▶ Data entries:
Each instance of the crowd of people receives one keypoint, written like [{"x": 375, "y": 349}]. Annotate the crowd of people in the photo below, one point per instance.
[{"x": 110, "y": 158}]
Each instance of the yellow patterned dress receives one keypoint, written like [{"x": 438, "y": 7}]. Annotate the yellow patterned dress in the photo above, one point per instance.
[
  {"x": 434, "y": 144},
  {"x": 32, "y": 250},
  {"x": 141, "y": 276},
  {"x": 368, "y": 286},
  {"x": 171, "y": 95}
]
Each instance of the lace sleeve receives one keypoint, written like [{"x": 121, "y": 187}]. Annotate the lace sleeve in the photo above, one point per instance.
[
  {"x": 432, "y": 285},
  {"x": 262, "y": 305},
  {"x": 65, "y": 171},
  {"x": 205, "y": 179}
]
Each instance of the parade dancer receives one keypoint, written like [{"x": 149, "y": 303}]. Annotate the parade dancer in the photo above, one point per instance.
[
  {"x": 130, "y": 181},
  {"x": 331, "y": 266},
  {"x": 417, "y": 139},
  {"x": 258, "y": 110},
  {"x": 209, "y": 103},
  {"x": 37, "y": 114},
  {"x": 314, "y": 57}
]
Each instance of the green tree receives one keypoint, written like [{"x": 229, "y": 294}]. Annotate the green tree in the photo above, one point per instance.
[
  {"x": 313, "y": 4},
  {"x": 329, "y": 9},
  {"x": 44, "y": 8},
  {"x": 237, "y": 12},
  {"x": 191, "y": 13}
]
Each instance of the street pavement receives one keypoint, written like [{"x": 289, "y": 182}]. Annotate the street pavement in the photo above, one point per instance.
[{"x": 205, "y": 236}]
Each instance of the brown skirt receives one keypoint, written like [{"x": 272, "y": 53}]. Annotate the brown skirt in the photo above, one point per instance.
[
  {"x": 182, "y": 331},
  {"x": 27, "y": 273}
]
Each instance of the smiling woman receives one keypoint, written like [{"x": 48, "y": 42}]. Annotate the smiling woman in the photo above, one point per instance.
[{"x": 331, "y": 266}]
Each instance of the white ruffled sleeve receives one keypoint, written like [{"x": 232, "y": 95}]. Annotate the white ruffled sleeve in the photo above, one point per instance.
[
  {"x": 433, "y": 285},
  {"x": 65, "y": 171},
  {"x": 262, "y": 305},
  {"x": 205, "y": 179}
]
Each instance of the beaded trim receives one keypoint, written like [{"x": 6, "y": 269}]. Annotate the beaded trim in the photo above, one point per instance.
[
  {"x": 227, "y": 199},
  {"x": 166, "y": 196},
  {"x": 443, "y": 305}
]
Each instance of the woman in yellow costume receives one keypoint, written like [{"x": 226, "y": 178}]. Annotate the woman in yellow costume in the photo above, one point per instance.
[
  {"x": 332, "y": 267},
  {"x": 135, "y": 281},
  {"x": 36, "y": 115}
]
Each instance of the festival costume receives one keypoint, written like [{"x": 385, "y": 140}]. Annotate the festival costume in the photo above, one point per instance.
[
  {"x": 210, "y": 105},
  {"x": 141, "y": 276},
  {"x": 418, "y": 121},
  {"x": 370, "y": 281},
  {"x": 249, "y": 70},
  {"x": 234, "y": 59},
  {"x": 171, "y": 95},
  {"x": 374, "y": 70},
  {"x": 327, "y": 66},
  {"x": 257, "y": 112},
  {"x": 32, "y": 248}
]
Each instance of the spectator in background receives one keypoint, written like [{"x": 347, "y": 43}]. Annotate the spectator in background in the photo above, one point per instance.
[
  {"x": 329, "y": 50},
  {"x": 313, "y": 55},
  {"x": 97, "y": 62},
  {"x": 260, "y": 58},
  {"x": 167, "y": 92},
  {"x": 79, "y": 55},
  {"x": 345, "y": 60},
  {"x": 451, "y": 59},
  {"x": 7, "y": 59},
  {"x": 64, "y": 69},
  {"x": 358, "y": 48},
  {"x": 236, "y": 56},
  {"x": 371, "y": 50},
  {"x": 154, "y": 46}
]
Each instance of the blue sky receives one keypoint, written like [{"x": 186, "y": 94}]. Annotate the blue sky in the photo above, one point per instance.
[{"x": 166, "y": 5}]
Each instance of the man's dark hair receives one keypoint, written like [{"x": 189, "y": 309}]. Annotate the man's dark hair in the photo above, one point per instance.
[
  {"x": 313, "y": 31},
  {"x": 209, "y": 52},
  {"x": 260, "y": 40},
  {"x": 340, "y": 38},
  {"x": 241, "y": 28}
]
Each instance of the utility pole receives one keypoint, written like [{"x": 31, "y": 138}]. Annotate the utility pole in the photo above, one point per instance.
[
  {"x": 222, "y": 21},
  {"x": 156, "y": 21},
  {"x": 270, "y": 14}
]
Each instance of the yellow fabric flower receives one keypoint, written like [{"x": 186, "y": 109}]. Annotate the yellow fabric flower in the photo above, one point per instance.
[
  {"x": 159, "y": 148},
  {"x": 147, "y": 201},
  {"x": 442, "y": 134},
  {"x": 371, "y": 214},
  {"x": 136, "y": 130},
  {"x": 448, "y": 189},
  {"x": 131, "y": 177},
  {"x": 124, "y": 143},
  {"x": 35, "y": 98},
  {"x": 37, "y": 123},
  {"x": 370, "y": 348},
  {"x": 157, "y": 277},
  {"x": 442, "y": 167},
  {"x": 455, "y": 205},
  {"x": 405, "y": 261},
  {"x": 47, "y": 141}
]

▶ Request: Extract all of the data shown above and repeat it verbatim.

▶ Task result:
Each instance of the crowd of people receives one keypoint, written like [{"x": 375, "y": 349}]. Annotate the crowd of people in the photo below, one point per instance.
[{"x": 110, "y": 158}]
Each instance of the yellow patterned dress receives one keypoint, written like [{"x": 438, "y": 7}]. Annotate the yellow patterned dress in the photo above, one point per instance.
[
  {"x": 434, "y": 144},
  {"x": 32, "y": 250},
  {"x": 141, "y": 276},
  {"x": 368, "y": 286},
  {"x": 171, "y": 95}
]
Each instance of the lace sleeve receives one keypoint, written like [{"x": 121, "y": 187}]. Annotate the lace sleeve in the photo above, one point per instance.
[
  {"x": 432, "y": 285},
  {"x": 262, "y": 305},
  {"x": 65, "y": 171},
  {"x": 205, "y": 179}
]
Each instance of the parade dancer receives one keypoint, written like [{"x": 149, "y": 303}]. Annotate the parade dancer in the photo above, one point per instance.
[
  {"x": 130, "y": 181},
  {"x": 331, "y": 266},
  {"x": 417, "y": 139},
  {"x": 258, "y": 110},
  {"x": 209, "y": 103},
  {"x": 37, "y": 114},
  {"x": 314, "y": 57}
]
Each instance of the green tree receives one keypoint, written like [{"x": 229, "y": 294}]. Annotate the green tree in the photo above, one point per instance.
[
  {"x": 313, "y": 4},
  {"x": 329, "y": 9},
  {"x": 44, "y": 8},
  {"x": 237, "y": 12},
  {"x": 191, "y": 13}
]
Each instance of the street pavement receives one keypoint, written like [{"x": 289, "y": 182}]. Annotate the street pavement in the photo above, one point per instance.
[{"x": 205, "y": 236}]
Each instance of the brown skirt receives one keypoint, written like [{"x": 272, "y": 53}]. Annotate the brown skirt in the photo above, one point per instance.
[
  {"x": 182, "y": 331},
  {"x": 27, "y": 273}
]
Each instance of the smiling woman receives one keypoint, written like [{"x": 48, "y": 42}]. Annotate the smiling woman in the photo above, one point per instance.
[{"x": 331, "y": 266}]
Each instance of the white ruffled sleeve receives one keypoint, written like [{"x": 232, "y": 95}]. Annotate the white ruffled sleeve in the photo above, one point per instance.
[
  {"x": 433, "y": 285},
  {"x": 65, "y": 171},
  {"x": 262, "y": 305},
  {"x": 205, "y": 179}
]
Each instance of the beaded trim receives one keypoint, written like [{"x": 6, "y": 269}]. Annotate the beaded trim in the photo above, one point per instance.
[
  {"x": 227, "y": 199},
  {"x": 166, "y": 196},
  {"x": 443, "y": 305}
]
Each instance of the woman in yellow costume receives one keypoint, written like [{"x": 226, "y": 178}]. Annotate the woman in yellow costume in the photo above, one point per instance.
[
  {"x": 332, "y": 267},
  {"x": 135, "y": 281},
  {"x": 36, "y": 115}
]
Each instance of the festival costume receives one keypoint, written like [{"x": 385, "y": 140}]. Annotate the festival costume in the photo above, one point per instance.
[
  {"x": 210, "y": 105},
  {"x": 141, "y": 276},
  {"x": 418, "y": 121},
  {"x": 370, "y": 281},
  {"x": 249, "y": 70},
  {"x": 234, "y": 59},
  {"x": 171, "y": 95},
  {"x": 374, "y": 70},
  {"x": 327, "y": 66},
  {"x": 257, "y": 112},
  {"x": 32, "y": 248}
]
Each instance of the spectator in background receives one keypoint, written like [{"x": 347, "y": 43}]. Annotate the spectator in background in the photo above, one point per instance.
[
  {"x": 329, "y": 50},
  {"x": 313, "y": 55},
  {"x": 97, "y": 62},
  {"x": 260, "y": 58},
  {"x": 167, "y": 92},
  {"x": 79, "y": 55},
  {"x": 345, "y": 60},
  {"x": 451, "y": 59},
  {"x": 7, "y": 59},
  {"x": 64, "y": 69},
  {"x": 358, "y": 48},
  {"x": 236, "y": 56},
  {"x": 371, "y": 50},
  {"x": 154, "y": 46}
]
Each instance of the blue sky receives one keypoint, written like [{"x": 186, "y": 94}]. Annotate the blue sky in the photo above, one point per instance.
[{"x": 166, "y": 5}]
Each instance of the man's dark hair receives one keypoint, written like [{"x": 189, "y": 309}]. Annotate the man's dark hair in the photo above, one point per instance.
[
  {"x": 313, "y": 31},
  {"x": 209, "y": 52},
  {"x": 260, "y": 40},
  {"x": 340, "y": 38},
  {"x": 241, "y": 28}
]
Each instance of the utility pole receives one keypoint, written like [{"x": 31, "y": 138}]. Annotate the utility pole in the photo above, one point per instance.
[
  {"x": 222, "y": 21},
  {"x": 156, "y": 21},
  {"x": 270, "y": 14}
]
Each instance of the yellow fabric flower receives one keypoint, written like [{"x": 186, "y": 109}]. Annotate the yellow fabric flower in the photo above, one point per instance.
[
  {"x": 159, "y": 148},
  {"x": 147, "y": 201},
  {"x": 442, "y": 134},
  {"x": 371, "y": 214},
  {"x": 136, "y": 130},
  {"x": 448, "y": 189},
  {"x": 131, "y": 177},
  {"x": 124, "y": 143},
  {"x": 35, "y": 98},
  {"x": 37, "y": 123},
  {"x": 370, "y": 348},
  {"x": 157, "y": 277},
  {"x": 442, "y": 167},
  {"x": 455, "y": 205},
  {"x": 405, "y": 261},
  {"x": 47, "y": 141}
]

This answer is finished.